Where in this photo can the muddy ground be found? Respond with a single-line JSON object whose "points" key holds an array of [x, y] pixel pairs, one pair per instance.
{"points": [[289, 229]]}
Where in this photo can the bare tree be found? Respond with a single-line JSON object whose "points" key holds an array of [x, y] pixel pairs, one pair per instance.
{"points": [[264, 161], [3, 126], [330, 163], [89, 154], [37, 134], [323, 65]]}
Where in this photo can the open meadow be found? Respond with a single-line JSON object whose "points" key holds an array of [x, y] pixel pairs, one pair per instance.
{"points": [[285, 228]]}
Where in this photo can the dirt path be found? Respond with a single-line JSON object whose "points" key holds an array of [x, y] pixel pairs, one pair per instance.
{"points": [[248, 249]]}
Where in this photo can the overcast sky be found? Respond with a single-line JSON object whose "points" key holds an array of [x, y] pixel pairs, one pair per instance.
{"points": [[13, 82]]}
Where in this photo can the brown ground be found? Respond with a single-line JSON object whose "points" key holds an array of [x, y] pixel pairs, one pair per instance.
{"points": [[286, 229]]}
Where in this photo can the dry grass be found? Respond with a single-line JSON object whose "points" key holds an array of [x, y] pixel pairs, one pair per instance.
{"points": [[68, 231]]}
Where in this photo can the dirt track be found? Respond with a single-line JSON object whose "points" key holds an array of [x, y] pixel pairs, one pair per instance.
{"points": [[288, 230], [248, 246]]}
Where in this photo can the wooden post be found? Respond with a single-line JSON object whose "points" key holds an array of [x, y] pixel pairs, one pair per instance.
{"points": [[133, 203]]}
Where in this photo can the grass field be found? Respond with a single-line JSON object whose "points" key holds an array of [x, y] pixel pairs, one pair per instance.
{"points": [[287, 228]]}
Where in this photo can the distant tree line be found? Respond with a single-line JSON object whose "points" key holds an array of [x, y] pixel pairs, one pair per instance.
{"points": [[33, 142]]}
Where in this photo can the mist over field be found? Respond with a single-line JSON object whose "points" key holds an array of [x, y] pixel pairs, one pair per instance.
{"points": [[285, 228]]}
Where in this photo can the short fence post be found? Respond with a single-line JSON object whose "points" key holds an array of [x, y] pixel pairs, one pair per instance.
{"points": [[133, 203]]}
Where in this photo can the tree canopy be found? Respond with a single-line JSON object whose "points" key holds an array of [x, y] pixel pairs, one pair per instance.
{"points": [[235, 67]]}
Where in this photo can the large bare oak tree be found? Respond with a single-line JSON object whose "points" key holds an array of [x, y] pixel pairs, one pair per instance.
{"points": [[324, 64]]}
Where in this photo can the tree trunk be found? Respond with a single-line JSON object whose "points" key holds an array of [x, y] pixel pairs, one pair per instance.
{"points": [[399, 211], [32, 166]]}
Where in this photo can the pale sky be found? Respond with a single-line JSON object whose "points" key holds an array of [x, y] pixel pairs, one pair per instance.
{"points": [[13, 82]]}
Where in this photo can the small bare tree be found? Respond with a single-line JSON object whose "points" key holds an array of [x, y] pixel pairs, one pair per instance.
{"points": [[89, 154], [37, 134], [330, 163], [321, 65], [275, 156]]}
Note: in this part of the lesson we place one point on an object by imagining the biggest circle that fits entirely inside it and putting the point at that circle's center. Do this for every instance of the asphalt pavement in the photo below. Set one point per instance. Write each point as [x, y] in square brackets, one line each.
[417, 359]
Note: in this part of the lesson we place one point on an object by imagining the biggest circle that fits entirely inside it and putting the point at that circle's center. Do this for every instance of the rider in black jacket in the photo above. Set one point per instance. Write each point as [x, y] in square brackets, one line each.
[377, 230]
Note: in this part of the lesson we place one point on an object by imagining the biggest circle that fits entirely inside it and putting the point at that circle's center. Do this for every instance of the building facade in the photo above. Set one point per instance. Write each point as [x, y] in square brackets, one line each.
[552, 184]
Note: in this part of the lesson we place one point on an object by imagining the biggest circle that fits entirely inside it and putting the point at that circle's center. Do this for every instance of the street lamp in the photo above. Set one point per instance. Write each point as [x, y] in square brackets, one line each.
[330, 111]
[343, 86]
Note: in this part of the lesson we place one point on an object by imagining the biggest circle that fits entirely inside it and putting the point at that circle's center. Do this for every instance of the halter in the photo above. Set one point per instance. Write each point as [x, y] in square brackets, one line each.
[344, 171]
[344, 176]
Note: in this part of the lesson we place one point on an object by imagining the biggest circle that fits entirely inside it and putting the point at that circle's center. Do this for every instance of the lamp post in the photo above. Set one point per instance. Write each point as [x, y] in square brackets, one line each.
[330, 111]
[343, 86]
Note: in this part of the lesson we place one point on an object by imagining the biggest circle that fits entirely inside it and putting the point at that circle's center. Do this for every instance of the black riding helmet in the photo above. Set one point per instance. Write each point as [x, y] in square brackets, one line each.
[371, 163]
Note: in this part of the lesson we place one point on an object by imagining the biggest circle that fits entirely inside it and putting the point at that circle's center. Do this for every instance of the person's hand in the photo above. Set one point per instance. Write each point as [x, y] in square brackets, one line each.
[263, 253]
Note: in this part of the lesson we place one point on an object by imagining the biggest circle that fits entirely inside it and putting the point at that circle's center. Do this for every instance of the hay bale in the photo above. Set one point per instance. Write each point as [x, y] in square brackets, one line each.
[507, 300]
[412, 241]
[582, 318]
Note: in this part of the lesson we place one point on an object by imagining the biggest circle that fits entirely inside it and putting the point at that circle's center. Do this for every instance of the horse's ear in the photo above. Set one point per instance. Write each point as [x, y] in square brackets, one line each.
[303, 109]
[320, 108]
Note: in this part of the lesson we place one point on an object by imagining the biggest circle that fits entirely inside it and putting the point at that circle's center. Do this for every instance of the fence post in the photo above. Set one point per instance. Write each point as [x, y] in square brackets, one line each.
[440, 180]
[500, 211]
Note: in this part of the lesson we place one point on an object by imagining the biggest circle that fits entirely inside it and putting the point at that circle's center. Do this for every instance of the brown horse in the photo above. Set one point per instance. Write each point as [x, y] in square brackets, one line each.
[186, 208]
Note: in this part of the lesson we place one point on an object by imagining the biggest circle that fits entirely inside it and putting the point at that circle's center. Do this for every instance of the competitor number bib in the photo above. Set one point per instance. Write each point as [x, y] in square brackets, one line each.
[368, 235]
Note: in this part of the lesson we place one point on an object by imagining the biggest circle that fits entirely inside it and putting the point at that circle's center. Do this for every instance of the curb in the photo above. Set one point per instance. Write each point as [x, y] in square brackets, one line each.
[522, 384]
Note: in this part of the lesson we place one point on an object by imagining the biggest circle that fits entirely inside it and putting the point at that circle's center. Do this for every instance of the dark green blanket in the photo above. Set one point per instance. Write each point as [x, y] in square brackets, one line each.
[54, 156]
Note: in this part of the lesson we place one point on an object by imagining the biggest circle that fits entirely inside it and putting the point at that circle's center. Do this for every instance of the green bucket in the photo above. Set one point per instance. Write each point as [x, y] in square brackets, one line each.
───
→ Problem details
Print the listing in full, exactly as given.

→ Your response
Where in this photo can the muddy ground be found? Respond with a single-line JSON object whose "points" key holds an array of [x, y] pixel pairs, one pair per instance.
{"points": [[289, 229]]}
Where in this photo can the bare tree be found? Respond with a single-line JSON object whose "points" key holds an array of [x, y] pixel pairs, one pair per instance.
{"points": [[264, 161], [3, 126], [330, 163], [89, 154], [37, 134], [323, 65]]}
Where in this photo can the open meadow be found? Respond with a single-line JSON object whose "points" key holds an array of [x, y] pixel pairs, one pair per instance.
{"points": [[285, 228]]}
Where in this photo can the dirt path be found? Respond with a single-line JSON object whose "points" key holds an array of [x, y] pixel pairs, one pair per instance.
{"points": [[248, 249]]}
Where in this photo can the overcast sky be found? Respond with a single-line JSON object whose "points" key holds an array of [x, y] pixel pairs, one pair per instance.
{"points": [[13, 82]]}
Where in this photo can the brown ground be found? Respond with a single-line JSON object whose "points" key holds an array of [x, y] pixel pairs, one pair per instance.
{"points": [[286, 229]]}
Where in this photo can the dry grass be found? Respond with a single-line JSON object whose "points" key holds an array of [x, y] pixel pairs, one pair per instance.
{"points": [[68, 231]]}
Where in this photo can the dirt track be found? Respond with a single-line JSON object whose "points" key holds an array of [x, y] pixel pairs, one pair per instance.
{"points": [[288, 230], [248, 246]]}
Where in this photo can the wooden post be found? Respond with a single-line JSON object whose "points" key holds an array of [x, y] pixel pairs, one pair per instance.
{"points": [[133, 203]]}
Where in this photo can the grass field be found? Respond with a single-line JSON object whose "points" key holds an array of [x, y] pixel pairs, one pair per instance.
{"points": [[287, 228]]}
Where in this photo can the distant tree line be found? Respond with a single-line JSON object whose "points" key holds an array of [x, y] pixel pairs, one pair per instance.
{"points": [[33, 142]]}
Where in this photo can the mist over field be found? Respond with a single-line JSON object whose "points" key holds an array of [x, y] pixel pairs, one pair per instance.
{"points": [[285, 228]]}
Where in this photo can the short fence post be found? Respond with a single-line JSON object whose "points" key holds an array of [x, y] pixel pairs, one pair per instance.
{"points": [[133, 203]]}
Where in this photo can the tree canopy be found? Respond with a single-line JSON object whose "points" key holds an array of [x, y] pixel pairs, one pair per instance.
{"points": [[235, 67]]}
Where in this photo can the large bare oak tree be found? Respond with a single-line JSON object whose "points" key holds an array of [x, y] pixel pairs, one pair per instance.
{"points": [[324, 64]]}
Where in this photo can the tree trunk be found? Respond with a single-line JSON object whose "points" key holds an array of [x, y] pixel pairs, one pair per instance.
{"points": [[399, 211], [32, 166]]}
Where in this photo can the pale sky be found? Respond with a single-line JSON object whose "points" key holds an array of [x, y] pixel pairs, one pair per instance.
{"points": [[13, 82]]}
Where in this photo can the small bare tree be found? Respond with a single-line JSON object whose "points" key holds an array of [x, y] pixel pairs, one pair per instance.
{"points": [[89, 154], [37, 134], [330, 163], [321, 65], [275, 156]]}
Note: in this part of the lesson we place one point on an object by imagining the biggest circle that fits entirely inside it and putting the point at that circle's center. Do this for every instance of the asphalt pavement in the photo below. Set one point per instance. Write each point as [x, y] in square brackets, one line each.
[417, 359]
Note: in this part of the lesson we place one point on an object by imagining the biggest circle that fits entirely inside it and putting the point at that circle's center. Do this for every instance of the rider in black jacket in the photo above. Set one point per instance. Write each point as [x, y] in square brackets, one line each.
[377, 230]
Note: in this part of the lesson we place one point on an object by imagining the biggest circle that fits entirely inside it and putting the point at that circle's center. Do this for every instance of the building facade in the photo above. Set one point per instance. Write each point as [x, y] in square brackets, one line each.
[552, 184]
Note: in this part of the lesson we place one point on an object by imagining the biggest circle that fits entirely inside it and putting the point at that circle's center. Do this for every instance of the street lamp in the photo above. Set one point per instance. Write each point as [x, y] in square brackets, one line each.
[330, 111]
[343, 86]
Note: in this part of the lesson we place one point on an object by imagining the biggest circle that fits entirely inside it and putting the point at that circle's center. Do this for every instance of the halter in the photo above. Set one point per instance. Write each point as [x, y] in square brackets, one line each.
[344, 171]
[344, 176]
Note: in this part of the lesson we place one point on an object by imagining the biggest circle that fits entirely inside it and putting the point at that circle's center. Do this for every instance of the lamp post in the photo above. Set one point per instance. Write each point as [x, y] in square brackets, one line each.
[330, 111]
[343, 86]
Note: in this part of the lesson we place one point on an object by imagining the biggest circle that fits entirely inside it and putting the point at that circle's center. Do this for every instance of the black riding helmet in the photo above. Set one point per instance. Write each point as [x, y] in square brackets, one line each.
[371, 163]
Note: in this part of the lesson we place one point on an object by imagining the biggest circle that fits entirely inside it and putting the point at that circle's center. Do this for every instance of the person's hand in the photo above. Set one point per instance. Write each point as [x, y] in square brackets, one line each.
[263, 253]
Note: in this part of the lesson we place one point on an object by imagining the biggest circle that fits entirely inside it and putting the point at that circle's center. Do this for every instance of the hay bale in the photo above. Set one point per instance. Write each point as [x, y] in square brackets, one line each.
[507, 300]
[412, 241]
[582, 318]
Note: in this part of the lesson we place one point on an object by imagining the biggest circle that fits entirely inside it and putting the point at that circle's center. Do this for every instance of the horse's ear in the photo above. Set one point per instance. Write each point as [x, y] in square brackets, one line each.
[303, 109]
[320, 108]
Note: in this part of the lesson we place one point on an object by imagining the biggest circle that fits entirely inside it and putting the point at that circle's center. Do this for every instance of the fence post in the photo above. Set one point per instance. Write each point as [x, y] in square brackets, one line each.
[440, 180]
[500, 211]
Note: in this part of the lesson we place one point on an object by imagining the biggest circle that fits entirely inside it and putting the point at that circle's center. Do this for every instance of the brown horse in the photo above. Set one point per instance. Write each point as [x, y] in square brackets, one line each.
[186, 208]
Note: in this part of the lesson we place one point on an object by imagining the biggest circle that fits entirely inside it and putting the point at that circle's center. Do this for every instance of the competitor number bib in the photo above. Set one point per instance. Write each point as [x, y] in square brackets, one line each.
[368, 235]
Note: in this part of the lesson we place one point on an object by imagining the biggest circle that fits entirely inside it and putting the point at that circle's center. Do this for every instance of the curb in the photo above. Set one point per instance. Write each point as [x, y] in square brackets, one line each.
[522, 384]
Note: in this part of the lesson we place one point on an object by imagining the biggest circle that fits entirely inside it and putting the point at that circle's center. Do this for every instance of the dark green blanket in the photo above. Set one point per instance. Write each point as [x, y] in square brackets, one line each.
[54, 156]
Note: in this part of the lesson we place one point on an object by imagining the biggest circle that fits entirely inside it and putting the point at that circle's center. Do this for every instance of the green bucket in the photo above. Set one point per instance. Write each point as [x, y] in square brackets, one line each.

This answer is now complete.